• MATERIAL FOR THIS EXERCISE:
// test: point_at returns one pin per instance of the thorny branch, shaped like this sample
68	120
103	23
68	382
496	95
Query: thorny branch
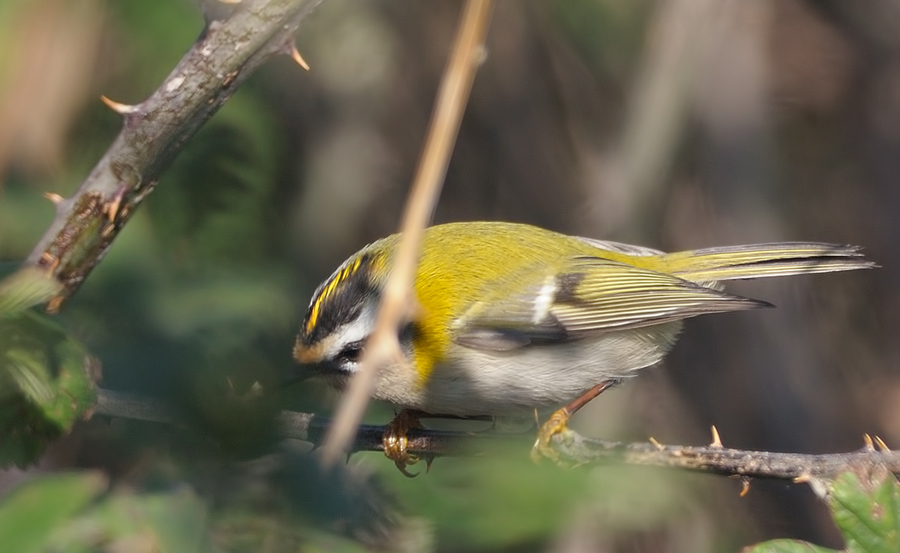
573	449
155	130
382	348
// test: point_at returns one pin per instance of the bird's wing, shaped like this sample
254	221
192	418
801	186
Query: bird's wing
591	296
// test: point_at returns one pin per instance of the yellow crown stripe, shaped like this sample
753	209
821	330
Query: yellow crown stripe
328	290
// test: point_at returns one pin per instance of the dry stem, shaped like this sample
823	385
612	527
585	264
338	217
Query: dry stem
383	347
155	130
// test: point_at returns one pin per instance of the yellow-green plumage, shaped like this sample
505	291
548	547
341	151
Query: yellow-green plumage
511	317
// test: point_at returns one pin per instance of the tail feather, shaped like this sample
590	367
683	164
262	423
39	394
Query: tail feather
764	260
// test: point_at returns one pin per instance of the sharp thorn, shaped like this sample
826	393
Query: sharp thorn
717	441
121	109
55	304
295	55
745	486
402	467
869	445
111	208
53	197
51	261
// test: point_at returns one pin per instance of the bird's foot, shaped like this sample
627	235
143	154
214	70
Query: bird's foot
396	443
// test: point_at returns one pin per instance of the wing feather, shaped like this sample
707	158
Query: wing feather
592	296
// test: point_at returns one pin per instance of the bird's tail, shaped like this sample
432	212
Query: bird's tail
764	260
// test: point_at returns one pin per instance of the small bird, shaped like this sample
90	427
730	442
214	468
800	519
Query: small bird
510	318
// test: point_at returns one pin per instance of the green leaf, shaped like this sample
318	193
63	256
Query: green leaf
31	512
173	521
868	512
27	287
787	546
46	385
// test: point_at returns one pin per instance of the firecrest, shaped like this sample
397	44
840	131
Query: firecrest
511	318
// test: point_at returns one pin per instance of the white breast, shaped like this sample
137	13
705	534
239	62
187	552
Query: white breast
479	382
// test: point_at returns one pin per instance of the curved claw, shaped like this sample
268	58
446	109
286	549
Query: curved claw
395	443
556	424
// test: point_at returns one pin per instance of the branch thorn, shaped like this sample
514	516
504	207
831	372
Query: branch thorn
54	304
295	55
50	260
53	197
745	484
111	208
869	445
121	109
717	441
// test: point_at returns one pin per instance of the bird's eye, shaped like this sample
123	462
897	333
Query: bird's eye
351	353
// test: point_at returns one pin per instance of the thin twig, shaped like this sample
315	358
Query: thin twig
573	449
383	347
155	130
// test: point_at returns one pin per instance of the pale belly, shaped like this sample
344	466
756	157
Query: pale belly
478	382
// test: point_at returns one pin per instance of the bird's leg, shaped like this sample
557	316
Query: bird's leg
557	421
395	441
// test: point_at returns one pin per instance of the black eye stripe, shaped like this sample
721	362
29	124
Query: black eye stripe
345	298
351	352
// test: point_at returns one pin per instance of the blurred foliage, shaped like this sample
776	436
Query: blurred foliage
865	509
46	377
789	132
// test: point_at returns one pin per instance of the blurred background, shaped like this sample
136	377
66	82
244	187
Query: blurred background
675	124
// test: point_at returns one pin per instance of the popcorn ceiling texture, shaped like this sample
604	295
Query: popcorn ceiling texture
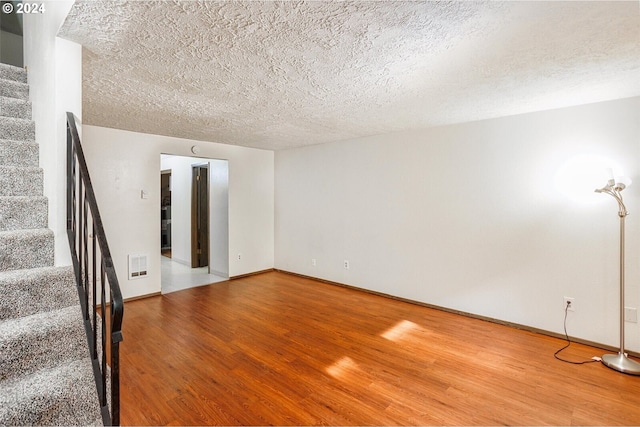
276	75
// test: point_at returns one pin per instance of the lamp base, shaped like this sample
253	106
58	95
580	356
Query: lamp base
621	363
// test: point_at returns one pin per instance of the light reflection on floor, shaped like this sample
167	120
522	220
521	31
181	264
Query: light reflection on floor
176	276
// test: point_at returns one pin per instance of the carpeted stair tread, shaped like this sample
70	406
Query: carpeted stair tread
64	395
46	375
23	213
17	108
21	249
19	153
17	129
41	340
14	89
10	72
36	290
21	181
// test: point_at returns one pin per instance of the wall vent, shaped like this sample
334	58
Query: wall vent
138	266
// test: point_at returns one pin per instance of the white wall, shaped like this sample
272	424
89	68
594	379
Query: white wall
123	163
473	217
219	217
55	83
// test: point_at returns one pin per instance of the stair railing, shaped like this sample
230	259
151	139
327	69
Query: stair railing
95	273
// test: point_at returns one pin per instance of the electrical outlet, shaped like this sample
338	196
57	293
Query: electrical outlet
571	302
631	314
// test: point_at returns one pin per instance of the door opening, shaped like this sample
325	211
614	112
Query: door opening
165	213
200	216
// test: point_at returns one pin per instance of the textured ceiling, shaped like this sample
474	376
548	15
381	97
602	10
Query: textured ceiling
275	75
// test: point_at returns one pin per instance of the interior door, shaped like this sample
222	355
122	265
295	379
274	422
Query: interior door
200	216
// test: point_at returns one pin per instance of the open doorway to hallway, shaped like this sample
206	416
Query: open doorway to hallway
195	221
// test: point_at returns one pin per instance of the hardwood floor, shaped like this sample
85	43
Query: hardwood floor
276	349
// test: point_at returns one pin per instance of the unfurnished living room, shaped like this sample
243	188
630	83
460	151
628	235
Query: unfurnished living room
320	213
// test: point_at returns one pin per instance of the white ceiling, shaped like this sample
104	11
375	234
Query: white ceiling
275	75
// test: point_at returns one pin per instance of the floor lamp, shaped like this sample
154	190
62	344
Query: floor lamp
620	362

• DIRECTIONS: Your reply should be the entries copied exactly, with all images omitted.

• RESPONSE BOX:
// test: point_at returns one pin per instance of the thorny branch, shaped like this sample
68	120
103	23
68	382
496	95
Query: thorny branch
573	449
155	130
382	348
// test: point_at returns one pin per instance of the bird's wing, shaped like this sample
254	221
192	418
801	186
Query: bird's wing
591	296
// test: point_at returns one pin per instance of the yellow crown stripe, shaped like this sample
753	209
821	330
Query: yellow crown stripe
328	290
// test: point_at returns one pin per instance of the dry stem, shaped like this sample
823	385
612	527
585	264
338	217
Query: dry stem
383	347
155	130
// test: point_at returns one pin per instance of the yellow-green plumage, shaped like this sample
505	291
548	547
341	151
Query: yellow-green plumage
511	317
// test: point_at returns one pin per instance of the tail feather, shaped like this sample
590	367
683	164
262	423
39	394
Query: tail feather
764	260
// test: point_at returns one pin per instance of the sharp thorn, shaped like this sample
826	393
Query: sharp thorn
717	441
121	109
55	304
295	55
745	486
402	467
869	445
111	208
53	197
51	261
// test: point_at returns one pin per instance of the bird's foot, shaped like this sample
627	235
143	154
214	70
Query: bird's foot
396	443
// test: point_at returns one pin per instance of the wing feather, shaped like this sample
707	158
Query: wing feather
592	296
// test: point_at returns one pin per instance of the bird's tail, shaped like this sample
432	212
Query: bird's tail
764	260
// test: point_at returns one pin per instance of the small bird, shaped like this sample
90	427
730	442
214	468
800	519
Query: small bird
510	318
// test: point_at returns one pin per instance of the green leaf, shaped like this sample
318	193
63	256
Query: green leaf
31	512
173	521
868	512
27	287
787	546
46	385
// test: point_at returns one pin per instance of the firecrest, shaped like this sample
397	44
840	131
Query: firecrest
511	318
// test: point_at returns one pin per instance of the white breast, shaped like this sample
137	13
705	534
239	62
187	552
Query: white breast
479	382
// test: point_at returns one pin per instance of the curved claw, shaped like this sample
268	58
446	109
286	549
Query: curved claw
395	443
556	424
// test: point_at returns one pin per instance of the branch thorn, shaped like this sample
514	516
504	207
831	372
Query: branch thorn
54	304
295	55
50	260
53	197
745	484
111	208
869	445
121	109
717	441
// test: point_at returns one pin per instance of the bird's eye, shaped like this sample
123	462
897	333
Query: bird's eye
351	353
// test: point_at returns one pin per instance of the thin twig, shaped like this sample
315	358
Query: thin twig
573	449
383	347
155	130
// test: point_at returns one pin per instance of the pale belly, shaped like this sample
344	466
756	157
Query: pale belly
478	382
// test: point_at returns one pin per instance of the bird's leg, shaped like this sample
557	316
Query: bird's leg
557	421
395	441
// test: point_at returns one pin per instance of the black eye stripe, shaped like this sample
721	362
29	124
Query: black eye stripe
345	298
351	352
// test: point_at returns one pin per instance of the blurred foliage, shaped like this sample
776	436
Query: blurred foliage
865	509
46	377
789	132
// test: point_at returns one pin per instance of the blurred background, shaped like this sample
136	377
66	82
244	187
Query: blurred background
675	124
// test: point_at returns one pin per instance of the popcorn ceiling texture, shaped like this sample
604	295
Query: popcorn ceiling texture
276	75
// test: point_at returns one pin per instance of the lamp base, shaped like this sample
253	106
58	95
580	356
Query: lamp base
621	363
// test: point_at returns one pin per instance of the light reflection on floor, shaped like this sample
167	120
522	220
521	31
181	264
Query: light reflection on floor
176	276
// test: point_at returns one pin per instance of the carpeted stair tread, shaped like this sample
70	406
Query: carpeted stair tread
64	395
46	375
23	213
17	108
21	249
19	153
17	129
41	340
14	89
10	72
36	290
21	181
// test: point_at returns one pin per instance of the wall vent, shaped like this sample
334	58
Query: wall vent
138	266
// test: point_at returns one pin per instance of the white wall, shaped like this sample
272	424
89	68
594	379
Query: white wall
123	163
473	217
219	217
55	83
// test: point_at returns one pin per instance of the stair railing, shaped like this sample
230	259
151	139
327	69
Query: stair railing
95	273
// test: point_at returns one pin per instance of the electrical outlet, shaped like this sample
338	196
57	293
Query: electrical outlet
571	302
631	314
// test: point_at returns one pin per instance of the door opening, shaped like this sample
325	211
614	112
Query: door opening
165	213
200	216
// test: point_at returns one pin per instance of the textured ceiling, shaped like this sample
474	376
548	15
381	97
602	10
Query: textured ceiling
275	75
// test: point_at returns one pin per instance of the interior door, shaped like this sample
222	355
122	265
295	379
274	422
Query: interior door
200	216
// test: point_at returns one pin per instance of the open doorway to hallway, shaped like this sample
206	416
Query: open doorway to hallway
195	221
// test: point_at returns one pin per instance of the hardwood floor, shaped like this sample
85	43
Query: hardwood floor
276	349
// test: point_at returns one pin per instance of the unfurnished living room, shaped like this sample
243	188
630	83
460	151
628	235
Query: unfurnished living room
320	213
// test: point_at returns one pin per instance of the white ceiling, shaped like this sample
104	11
375	234
Query: white ceiling
275	75
// test: point_at returns one pin per instance of the floor lamp, shaped like this sample
154	190
62	344
Query: floor lamp
620	362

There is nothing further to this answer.